**CHALLENGE**
Rewrite only the lines from the one containing "on the window." up to and including the last line, requests included, and scale every coordinate in the answers by 0.75. Round each result to a whole number, with halves rounded up.

**INFORMATION PROVIDED**
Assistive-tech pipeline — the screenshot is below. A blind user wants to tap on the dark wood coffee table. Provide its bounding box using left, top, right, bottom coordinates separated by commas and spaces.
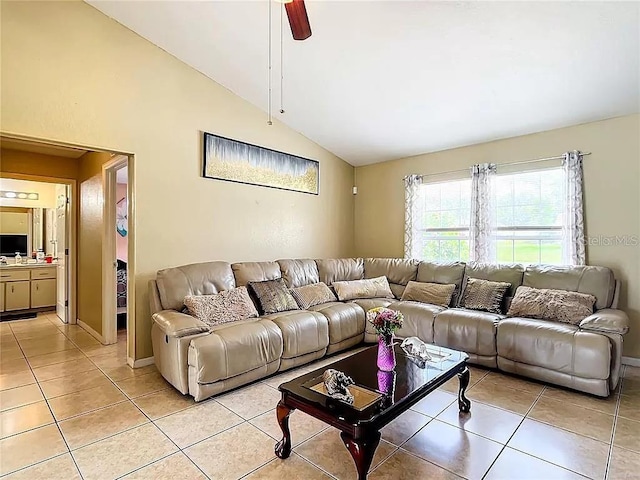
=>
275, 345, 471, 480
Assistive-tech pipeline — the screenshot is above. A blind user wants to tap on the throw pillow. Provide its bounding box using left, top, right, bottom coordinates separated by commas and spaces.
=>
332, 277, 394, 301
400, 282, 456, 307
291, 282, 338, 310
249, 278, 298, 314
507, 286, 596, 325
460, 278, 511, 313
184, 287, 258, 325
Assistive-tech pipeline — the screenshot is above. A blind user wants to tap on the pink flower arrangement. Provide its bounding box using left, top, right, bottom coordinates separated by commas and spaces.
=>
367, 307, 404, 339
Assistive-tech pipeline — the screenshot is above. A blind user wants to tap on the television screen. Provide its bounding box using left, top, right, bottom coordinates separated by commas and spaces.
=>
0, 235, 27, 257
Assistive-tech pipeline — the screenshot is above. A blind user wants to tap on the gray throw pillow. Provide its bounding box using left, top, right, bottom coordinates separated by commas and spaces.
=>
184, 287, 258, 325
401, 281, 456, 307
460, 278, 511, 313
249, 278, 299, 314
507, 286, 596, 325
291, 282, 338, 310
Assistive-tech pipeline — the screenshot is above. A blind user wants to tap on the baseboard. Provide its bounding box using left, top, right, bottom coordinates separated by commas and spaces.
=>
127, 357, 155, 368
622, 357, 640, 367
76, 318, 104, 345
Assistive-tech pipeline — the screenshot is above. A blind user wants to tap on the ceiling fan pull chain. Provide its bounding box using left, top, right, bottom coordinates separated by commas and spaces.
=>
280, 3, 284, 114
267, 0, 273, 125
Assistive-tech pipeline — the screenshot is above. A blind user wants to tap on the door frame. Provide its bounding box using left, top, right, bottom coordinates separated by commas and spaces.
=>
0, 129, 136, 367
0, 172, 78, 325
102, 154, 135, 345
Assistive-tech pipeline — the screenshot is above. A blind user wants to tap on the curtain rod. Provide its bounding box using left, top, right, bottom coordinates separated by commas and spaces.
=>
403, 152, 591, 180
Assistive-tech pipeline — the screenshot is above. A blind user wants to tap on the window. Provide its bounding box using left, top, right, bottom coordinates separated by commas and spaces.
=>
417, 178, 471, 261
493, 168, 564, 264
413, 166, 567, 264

**ANSWER TO THE EXERCISE**
Assistive-tech pipeline — the screenshot is above. A blind user wants to tap on the window. Provide its bounding box using left, top, right, bottom coordinates separated by commas and spaces.
=>
313, 134, 353, 196
370, 126, 423, 198
310, 125, 425, 198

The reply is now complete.